### ASSIGNMENT:
Where the string "form" occurs in a line of the entries below, copy that line.

### RECORDS FOR THE TASK:
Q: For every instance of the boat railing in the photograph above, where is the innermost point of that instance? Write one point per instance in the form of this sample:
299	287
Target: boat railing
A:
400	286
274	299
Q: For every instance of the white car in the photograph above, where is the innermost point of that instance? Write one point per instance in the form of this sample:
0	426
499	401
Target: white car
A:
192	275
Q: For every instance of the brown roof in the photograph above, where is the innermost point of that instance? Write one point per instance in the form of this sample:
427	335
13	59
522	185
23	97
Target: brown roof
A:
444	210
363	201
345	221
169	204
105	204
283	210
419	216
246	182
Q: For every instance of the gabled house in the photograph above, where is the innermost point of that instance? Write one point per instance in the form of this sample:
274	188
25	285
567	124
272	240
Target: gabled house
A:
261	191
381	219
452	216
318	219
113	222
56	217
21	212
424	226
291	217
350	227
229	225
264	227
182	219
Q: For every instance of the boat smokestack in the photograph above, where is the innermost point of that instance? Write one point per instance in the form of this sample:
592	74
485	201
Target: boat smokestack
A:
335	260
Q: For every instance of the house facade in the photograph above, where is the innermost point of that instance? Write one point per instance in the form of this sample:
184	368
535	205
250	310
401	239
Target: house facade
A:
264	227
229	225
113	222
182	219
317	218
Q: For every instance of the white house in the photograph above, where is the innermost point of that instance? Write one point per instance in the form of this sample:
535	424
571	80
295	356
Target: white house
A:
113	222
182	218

### FINISHED EXERCISE:
Q: For every instance of the boat railing in the photograph above, where is the innermost point of that instance? Write one point per instance in the form of this sample:
Q: For every instance of the white car in the photograph above, where is the innermost point of that instance? Write one point per instance in the form of this sample:
Q: For every instance of the brown roof in the photograph above, where is the innermost point of that instance? Write one point per instance in the form of this sample:
Q: For every instance of the gabled house in the photograph above, where is the innermost point of that instance? Write one point per instance in the form of this sample:
Q: For every instance of the boat smokestack in the photograph above, where is the innermost point of that instance? Write one point per instance in the form of this sample:
Q: For every instance of the house facade in the photograph above, where is the innermost point of that instance? Write one point per instance in the form of this sample:
Q: For every instance of the white house in the photograph above, where is the innermost point of that instance? Write one point per instance in the form of this sample:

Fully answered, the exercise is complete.